**TASK STATEMENT**. Please pick out and copy every line of the listing below that contains the string "piece". Case counts, so only lines where the string appears in that exact case qualify.

**RECORDS PROVIDED**.
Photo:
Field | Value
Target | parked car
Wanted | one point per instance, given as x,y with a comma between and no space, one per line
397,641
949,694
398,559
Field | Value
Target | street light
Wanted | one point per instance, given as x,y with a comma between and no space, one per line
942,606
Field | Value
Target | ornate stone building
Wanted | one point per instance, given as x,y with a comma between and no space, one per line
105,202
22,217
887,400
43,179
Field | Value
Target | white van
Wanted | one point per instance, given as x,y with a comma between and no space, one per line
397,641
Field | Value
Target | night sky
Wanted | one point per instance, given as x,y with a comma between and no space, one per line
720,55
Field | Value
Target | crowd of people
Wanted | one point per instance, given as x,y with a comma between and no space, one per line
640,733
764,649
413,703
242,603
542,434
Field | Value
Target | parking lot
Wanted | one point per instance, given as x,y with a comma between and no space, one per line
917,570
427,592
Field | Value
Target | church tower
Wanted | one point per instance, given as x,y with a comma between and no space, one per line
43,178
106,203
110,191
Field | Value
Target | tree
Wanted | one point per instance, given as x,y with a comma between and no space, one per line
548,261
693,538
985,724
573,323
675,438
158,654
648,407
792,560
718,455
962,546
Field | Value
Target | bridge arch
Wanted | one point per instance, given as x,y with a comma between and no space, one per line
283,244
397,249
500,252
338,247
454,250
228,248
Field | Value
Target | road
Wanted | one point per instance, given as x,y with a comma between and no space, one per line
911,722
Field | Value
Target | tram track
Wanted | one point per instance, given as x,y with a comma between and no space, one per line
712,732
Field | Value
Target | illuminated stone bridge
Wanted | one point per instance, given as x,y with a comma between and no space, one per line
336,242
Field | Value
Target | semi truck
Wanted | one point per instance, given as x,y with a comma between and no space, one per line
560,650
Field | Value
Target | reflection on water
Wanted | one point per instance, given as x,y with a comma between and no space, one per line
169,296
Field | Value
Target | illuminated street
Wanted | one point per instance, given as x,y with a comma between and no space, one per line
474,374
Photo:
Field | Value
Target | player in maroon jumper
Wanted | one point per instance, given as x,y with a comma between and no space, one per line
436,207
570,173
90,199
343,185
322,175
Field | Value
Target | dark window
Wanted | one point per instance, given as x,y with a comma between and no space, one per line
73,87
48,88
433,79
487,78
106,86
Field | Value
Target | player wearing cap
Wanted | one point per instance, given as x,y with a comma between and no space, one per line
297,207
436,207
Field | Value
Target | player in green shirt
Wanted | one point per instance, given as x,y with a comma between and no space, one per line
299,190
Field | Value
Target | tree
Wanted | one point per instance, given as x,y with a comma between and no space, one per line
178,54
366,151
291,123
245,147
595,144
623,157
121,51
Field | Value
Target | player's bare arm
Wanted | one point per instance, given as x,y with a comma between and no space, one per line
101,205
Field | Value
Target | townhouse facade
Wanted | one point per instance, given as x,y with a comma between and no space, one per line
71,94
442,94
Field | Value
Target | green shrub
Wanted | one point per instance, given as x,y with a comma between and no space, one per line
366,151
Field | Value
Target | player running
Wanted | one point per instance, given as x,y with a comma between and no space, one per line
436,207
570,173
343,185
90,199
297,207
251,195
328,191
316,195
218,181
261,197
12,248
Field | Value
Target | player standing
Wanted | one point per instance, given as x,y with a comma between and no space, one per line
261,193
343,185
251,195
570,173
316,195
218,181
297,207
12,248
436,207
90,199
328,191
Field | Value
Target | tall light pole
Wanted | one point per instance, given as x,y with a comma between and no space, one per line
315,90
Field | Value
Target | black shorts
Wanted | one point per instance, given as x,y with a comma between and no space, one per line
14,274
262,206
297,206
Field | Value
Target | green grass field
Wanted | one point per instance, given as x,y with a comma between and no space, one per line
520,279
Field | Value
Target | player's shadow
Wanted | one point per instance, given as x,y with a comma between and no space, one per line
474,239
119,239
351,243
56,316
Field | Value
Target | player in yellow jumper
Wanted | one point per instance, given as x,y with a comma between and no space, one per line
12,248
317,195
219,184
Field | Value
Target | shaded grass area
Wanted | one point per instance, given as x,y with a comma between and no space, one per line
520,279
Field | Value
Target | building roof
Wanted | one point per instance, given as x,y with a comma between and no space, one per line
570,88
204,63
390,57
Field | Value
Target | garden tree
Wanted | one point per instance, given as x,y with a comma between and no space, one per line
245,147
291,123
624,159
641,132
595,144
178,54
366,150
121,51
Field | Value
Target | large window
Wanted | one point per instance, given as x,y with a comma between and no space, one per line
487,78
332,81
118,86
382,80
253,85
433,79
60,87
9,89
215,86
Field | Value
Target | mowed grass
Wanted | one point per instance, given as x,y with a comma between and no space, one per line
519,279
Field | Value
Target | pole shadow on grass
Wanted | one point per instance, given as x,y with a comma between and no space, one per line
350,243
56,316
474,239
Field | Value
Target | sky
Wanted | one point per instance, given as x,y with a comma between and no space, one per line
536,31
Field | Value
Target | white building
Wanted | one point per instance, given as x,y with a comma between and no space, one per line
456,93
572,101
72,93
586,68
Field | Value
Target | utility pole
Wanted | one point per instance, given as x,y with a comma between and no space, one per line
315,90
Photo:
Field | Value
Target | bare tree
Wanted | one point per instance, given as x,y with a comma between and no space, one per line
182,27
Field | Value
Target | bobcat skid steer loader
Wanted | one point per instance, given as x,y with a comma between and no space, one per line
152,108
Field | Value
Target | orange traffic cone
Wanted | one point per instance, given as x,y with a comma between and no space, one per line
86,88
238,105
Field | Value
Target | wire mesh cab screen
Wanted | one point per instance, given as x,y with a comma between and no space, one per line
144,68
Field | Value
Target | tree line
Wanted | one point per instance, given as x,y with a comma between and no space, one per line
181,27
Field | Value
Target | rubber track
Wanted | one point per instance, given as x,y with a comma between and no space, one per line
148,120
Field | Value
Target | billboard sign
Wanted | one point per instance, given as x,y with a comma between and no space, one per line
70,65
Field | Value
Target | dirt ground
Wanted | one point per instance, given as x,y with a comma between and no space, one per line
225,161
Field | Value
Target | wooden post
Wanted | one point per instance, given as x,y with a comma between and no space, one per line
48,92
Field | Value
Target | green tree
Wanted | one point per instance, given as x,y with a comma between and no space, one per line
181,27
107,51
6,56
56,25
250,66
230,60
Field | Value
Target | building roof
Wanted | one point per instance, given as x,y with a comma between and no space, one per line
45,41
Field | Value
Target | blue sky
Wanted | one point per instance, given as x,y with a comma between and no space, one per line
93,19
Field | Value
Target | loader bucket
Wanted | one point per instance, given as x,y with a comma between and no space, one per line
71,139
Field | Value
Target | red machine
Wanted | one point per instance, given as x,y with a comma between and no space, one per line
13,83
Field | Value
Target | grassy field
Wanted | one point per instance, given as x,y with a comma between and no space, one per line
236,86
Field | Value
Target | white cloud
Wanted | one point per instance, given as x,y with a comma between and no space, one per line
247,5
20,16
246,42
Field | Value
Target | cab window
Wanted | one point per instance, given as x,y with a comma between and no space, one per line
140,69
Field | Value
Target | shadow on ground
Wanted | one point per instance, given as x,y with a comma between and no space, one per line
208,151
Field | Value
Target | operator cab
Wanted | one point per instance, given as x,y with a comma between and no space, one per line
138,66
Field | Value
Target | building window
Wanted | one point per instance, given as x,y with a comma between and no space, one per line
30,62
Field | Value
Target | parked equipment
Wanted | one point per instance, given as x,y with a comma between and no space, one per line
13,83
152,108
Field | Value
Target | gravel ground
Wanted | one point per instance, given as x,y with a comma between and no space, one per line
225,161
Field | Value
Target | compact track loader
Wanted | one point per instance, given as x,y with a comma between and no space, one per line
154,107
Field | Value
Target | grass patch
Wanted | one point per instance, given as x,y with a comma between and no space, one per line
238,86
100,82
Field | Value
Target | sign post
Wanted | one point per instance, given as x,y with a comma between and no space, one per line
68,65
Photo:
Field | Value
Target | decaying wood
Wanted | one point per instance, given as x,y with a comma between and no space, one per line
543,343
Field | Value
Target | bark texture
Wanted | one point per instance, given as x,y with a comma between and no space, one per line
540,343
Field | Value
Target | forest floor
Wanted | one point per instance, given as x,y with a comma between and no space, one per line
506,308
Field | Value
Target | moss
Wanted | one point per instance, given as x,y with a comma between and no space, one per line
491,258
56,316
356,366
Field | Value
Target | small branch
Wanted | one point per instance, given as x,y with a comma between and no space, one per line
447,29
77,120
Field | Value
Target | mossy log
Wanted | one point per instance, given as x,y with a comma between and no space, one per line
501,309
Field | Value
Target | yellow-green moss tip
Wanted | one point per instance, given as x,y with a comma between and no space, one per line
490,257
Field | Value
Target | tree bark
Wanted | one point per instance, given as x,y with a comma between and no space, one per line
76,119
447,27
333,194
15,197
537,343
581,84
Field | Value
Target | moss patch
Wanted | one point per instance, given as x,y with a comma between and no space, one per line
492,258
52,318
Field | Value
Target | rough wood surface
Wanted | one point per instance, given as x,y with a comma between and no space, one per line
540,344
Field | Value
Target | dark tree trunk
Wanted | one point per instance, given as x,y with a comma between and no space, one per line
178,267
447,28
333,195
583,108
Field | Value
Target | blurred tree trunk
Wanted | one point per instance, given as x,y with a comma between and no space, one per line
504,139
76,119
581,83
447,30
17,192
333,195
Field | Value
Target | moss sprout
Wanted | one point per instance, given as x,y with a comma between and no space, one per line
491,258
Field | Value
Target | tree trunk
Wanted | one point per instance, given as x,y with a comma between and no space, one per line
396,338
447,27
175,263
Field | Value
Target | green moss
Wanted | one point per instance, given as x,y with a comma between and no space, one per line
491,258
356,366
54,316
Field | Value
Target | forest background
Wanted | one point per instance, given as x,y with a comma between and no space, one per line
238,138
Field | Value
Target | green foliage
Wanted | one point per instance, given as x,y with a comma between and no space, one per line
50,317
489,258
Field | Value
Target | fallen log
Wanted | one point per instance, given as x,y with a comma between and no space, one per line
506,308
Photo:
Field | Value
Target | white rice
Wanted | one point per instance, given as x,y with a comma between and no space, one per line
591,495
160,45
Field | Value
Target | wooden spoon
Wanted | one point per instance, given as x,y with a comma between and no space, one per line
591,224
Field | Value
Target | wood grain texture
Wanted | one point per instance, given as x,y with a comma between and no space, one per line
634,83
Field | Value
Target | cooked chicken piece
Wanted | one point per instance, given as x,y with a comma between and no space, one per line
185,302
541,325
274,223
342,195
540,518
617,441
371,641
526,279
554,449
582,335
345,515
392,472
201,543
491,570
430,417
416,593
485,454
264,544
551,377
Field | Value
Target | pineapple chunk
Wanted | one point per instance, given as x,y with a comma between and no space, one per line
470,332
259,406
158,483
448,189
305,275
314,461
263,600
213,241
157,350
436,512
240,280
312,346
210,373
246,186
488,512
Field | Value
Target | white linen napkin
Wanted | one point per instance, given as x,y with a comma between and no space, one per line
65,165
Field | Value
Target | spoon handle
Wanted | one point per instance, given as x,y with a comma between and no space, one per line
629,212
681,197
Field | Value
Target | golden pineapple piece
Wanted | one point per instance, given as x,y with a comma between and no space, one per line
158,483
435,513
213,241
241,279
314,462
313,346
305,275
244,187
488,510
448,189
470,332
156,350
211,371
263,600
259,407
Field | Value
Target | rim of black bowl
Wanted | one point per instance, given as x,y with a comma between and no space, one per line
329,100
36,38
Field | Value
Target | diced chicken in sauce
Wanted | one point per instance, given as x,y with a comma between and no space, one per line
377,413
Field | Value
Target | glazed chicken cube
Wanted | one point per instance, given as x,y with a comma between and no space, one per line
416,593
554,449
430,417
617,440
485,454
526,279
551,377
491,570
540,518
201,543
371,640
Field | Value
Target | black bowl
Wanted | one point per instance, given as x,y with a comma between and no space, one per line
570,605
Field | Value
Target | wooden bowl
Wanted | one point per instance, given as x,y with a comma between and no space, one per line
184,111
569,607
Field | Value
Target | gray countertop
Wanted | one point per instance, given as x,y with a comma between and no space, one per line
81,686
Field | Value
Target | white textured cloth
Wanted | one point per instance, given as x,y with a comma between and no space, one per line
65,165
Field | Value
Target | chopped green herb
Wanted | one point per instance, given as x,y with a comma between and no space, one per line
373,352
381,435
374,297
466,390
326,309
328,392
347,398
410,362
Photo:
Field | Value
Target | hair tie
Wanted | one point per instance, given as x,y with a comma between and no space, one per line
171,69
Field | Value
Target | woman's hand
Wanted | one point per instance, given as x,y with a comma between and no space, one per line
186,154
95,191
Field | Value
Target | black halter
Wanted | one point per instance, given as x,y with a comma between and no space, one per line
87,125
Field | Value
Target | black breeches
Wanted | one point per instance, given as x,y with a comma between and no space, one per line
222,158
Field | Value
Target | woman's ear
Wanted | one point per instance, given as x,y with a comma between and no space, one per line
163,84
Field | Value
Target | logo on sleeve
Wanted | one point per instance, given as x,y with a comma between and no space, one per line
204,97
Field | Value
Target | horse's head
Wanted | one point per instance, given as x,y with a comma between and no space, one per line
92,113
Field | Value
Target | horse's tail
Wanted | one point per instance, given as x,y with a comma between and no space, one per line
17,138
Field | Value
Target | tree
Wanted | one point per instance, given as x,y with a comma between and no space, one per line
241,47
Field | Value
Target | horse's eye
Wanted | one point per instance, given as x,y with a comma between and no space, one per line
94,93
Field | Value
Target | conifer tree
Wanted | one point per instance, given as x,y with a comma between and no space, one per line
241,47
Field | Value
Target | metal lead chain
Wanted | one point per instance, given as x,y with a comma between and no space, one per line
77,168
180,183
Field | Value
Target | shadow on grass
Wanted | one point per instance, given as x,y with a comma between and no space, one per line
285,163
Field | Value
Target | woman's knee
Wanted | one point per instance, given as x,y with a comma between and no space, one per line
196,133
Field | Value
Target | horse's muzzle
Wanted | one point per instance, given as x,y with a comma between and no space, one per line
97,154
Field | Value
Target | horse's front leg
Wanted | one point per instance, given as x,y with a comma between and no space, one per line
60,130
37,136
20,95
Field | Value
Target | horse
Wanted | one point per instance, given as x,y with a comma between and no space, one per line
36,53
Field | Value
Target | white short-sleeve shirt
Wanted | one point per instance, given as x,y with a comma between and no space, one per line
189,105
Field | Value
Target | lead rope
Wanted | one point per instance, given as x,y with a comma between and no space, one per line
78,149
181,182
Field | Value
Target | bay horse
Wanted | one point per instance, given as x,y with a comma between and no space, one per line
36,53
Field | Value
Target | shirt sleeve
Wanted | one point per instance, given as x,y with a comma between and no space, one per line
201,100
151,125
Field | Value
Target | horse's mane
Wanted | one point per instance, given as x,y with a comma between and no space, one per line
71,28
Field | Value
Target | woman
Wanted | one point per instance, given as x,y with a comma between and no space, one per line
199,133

**FULL ANSWER**.
Target | cooked chicken piece
Target | golden pineapple piece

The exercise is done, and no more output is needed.